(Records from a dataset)
** begin **
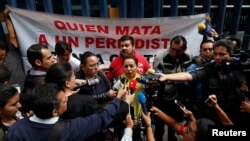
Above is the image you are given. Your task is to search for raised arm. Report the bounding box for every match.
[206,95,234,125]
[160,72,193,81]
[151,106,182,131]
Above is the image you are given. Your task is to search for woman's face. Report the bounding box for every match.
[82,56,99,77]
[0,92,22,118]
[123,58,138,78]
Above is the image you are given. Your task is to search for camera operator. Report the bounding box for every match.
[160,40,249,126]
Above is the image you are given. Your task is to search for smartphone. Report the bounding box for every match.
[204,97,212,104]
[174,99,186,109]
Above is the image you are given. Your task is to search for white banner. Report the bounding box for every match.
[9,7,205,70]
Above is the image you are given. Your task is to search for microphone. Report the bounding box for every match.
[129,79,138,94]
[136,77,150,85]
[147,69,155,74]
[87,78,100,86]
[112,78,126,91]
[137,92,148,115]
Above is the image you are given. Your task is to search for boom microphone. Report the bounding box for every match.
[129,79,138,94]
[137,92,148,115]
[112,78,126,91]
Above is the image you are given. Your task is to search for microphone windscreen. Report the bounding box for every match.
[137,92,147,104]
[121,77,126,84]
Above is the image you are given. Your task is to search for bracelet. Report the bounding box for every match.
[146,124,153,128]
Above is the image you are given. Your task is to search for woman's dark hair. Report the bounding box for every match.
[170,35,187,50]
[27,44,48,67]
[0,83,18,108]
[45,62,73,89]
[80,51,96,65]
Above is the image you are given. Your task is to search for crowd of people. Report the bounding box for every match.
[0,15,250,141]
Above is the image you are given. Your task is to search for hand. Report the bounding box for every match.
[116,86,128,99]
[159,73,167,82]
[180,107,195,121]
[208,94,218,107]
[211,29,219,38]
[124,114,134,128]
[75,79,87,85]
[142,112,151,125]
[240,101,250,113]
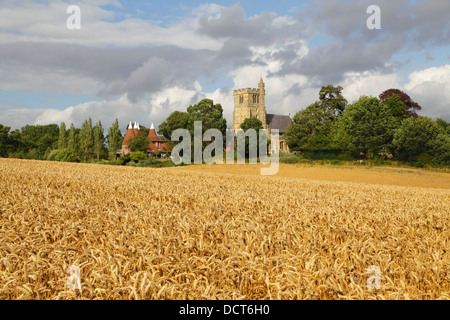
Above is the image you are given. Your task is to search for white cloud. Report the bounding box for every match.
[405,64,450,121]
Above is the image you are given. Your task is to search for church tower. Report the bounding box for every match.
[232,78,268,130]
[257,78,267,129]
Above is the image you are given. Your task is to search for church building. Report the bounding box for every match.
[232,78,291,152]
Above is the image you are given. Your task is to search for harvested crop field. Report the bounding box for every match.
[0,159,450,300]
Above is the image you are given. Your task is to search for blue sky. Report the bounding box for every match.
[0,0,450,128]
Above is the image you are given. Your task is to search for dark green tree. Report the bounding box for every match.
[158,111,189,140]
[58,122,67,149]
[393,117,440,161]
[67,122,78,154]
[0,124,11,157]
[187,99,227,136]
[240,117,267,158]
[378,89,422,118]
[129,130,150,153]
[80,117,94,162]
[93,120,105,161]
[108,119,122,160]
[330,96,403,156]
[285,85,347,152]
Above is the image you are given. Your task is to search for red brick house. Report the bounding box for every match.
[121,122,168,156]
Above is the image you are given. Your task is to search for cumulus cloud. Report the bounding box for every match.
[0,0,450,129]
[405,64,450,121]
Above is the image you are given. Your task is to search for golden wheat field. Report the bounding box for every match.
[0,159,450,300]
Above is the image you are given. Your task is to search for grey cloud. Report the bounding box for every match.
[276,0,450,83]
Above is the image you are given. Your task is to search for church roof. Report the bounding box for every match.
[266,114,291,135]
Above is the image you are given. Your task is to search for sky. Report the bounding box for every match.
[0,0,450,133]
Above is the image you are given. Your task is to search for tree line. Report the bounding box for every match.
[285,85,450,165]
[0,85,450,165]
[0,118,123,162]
** end **
** begin **
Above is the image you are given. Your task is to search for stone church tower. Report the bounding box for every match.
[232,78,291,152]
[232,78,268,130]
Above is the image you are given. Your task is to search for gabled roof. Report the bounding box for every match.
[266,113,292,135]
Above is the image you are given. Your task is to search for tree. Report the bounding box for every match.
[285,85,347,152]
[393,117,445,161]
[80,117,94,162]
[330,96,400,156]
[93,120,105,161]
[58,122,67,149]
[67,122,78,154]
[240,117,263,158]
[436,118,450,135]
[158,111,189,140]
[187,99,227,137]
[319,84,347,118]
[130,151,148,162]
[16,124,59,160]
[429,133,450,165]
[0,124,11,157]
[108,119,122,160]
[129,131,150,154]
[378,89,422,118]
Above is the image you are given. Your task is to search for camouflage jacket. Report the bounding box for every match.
** end **
Update the part of the records that opens with the line containing "search for golden" and closes with the line containing "[0,118,123,162]", replacing "church roof" with "chapel roof". Return only those lines, with everything else left unchanged.

→ Reply:
Above is the image you are given. Your task is to search for golden wheat field. Report the bounding box for every match.
[0,159,450,300]
Above is the image you are given. Your task is to search for grey cloud. Report the bounding box for every match.
[276,0,450,83]
Above is the image you are given. Your task is to search for chapel roof. Report the bounding box for every match.
[266,114,291,135]
Above is the image you are given. Your task is to search for sky. Report the bounding box for every match.
[0,0,450,133]
Above is the image you are given. Your task is to search for tree line. Report the bounding box for every match.
[285,85,450,165]
[0,85,450,165]
[0,118,123,162]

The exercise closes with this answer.